### MATERIAL ###

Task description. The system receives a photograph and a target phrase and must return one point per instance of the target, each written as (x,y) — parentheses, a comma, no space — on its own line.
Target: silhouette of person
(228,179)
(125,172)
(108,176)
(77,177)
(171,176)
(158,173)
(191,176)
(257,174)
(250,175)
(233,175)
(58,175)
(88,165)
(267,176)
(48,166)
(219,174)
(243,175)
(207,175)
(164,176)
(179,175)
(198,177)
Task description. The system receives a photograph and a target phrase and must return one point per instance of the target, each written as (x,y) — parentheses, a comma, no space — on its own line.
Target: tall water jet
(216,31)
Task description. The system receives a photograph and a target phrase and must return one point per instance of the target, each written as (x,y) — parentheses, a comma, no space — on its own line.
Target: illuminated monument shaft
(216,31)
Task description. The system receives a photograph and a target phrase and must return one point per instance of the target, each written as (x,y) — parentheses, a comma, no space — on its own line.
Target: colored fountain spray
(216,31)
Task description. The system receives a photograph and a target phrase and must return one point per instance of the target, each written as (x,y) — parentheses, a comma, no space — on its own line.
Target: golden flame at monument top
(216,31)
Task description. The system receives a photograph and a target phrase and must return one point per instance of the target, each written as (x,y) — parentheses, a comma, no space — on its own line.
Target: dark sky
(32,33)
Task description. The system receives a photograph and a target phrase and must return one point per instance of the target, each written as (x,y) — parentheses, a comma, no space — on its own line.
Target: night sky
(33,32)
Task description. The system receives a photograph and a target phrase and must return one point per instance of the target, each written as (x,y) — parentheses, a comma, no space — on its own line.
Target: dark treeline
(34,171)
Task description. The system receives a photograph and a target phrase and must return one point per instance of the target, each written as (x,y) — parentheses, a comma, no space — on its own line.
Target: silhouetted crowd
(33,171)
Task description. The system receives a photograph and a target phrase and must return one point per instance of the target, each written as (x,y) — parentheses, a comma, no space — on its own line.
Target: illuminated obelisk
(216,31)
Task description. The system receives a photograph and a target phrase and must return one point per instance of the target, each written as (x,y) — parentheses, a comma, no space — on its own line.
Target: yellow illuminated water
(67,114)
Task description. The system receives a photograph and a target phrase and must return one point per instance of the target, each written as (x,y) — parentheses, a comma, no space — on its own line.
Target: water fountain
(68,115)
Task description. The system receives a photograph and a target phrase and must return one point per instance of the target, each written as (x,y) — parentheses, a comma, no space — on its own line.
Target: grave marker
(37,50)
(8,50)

###

**REQUIREMENTS**
Copy all of the material word for word.

**THE SOLUTION**
Task description. The system receives a photograph and a target phrase and must return one point per instance of the target, each written as (x,y) — parentheses, a comma, no space — on its own line.
Target: silhouette of person
(228,179)
(125,172)
(108,176)
(77,177)
(171,176)
(158,173)
(191,176)
(257,174)
(250,175)
(233,175)
(58,175)
(88,165)
(267,176)
(48,166)
(219,174)
(243,175)
(207,175)
(164,176)
(179,175)
(198,177)
Task description. The system receives a photograph and a target phrase and must return one point per instance of the target, each written as (x,y) — parentheses, a comma, no space — on its own line.
Target: tall water jet
(216,31)
Task description. The system receives a photograph and a target phrase and must return one point per instance of the target, each written as (x,y) — parentheses, a comma, no space — on its own line.
Target: illuminated monument shaft
(216,31)
Task description. The system receives a photograph and a target phrase and must return one point per instance of the target, each written as (x,y) — parentheses, a comma, no space — on its own line.
Target: colored fountain spray
(216,31)
Task description. The system receives a photograph and a target phrase and must return one point per instance of the target, each written as (x,y) — parentheses, a comma, no space — on its own line.
Target: golden flame at monument top
(216,31)
Task description. The system receives a photograph and a target phrase and must return one point per instance of the target, each written as (x,y) — parentheses, a comma, no space — on its own line.
Target: dark sky
(32,33)
Task description. The system receives a photograph and a target phrase and must return one point per instance of the target, each written as (x,y) — parentheses, a comma, no space — on its own line.
Target: night sky
(33,32)
Task description. The system receives a photograph and a target phrase and must return one point per instance of the target, each written as (x,y) — parentheses, a comma, no space — on its own line.
Target: dark treeline
(34,171)
Task description. The system receives a photograph and a target phrase and must return one point per instance of the target, each written as (x,y) — parentheses, a comma, no space — on its own line.
Target: silhouetted crowd
(33,171)
Task description. The system receives a photograph and a target phrase and must return one point per instance of the target, each written as (x,y) — parentheses, a comma, no space — on its own line.
Target: illuminated obelisk
(216,31)
Task description. The system receives a photograph and a target phrase and must return one point per instance of the target, each written as (x,y) — parentheses, a comma, no space — on its own line.
Target: yellow illuminated water
(67,114)
Task description. The system receives a photograph and a target phrase and must return one point per instance of the target, each written as (x,y) — parentheses, a comma, no space — on its own line.
Target: water fountain
(68,115)
Task description. The system receives a photograph and a target phrase and must return one point per instance of the target, each written as (x,y) — parentheses, a comma, no space — on its own line.
Target: grave marker
(37,50)
(8,50)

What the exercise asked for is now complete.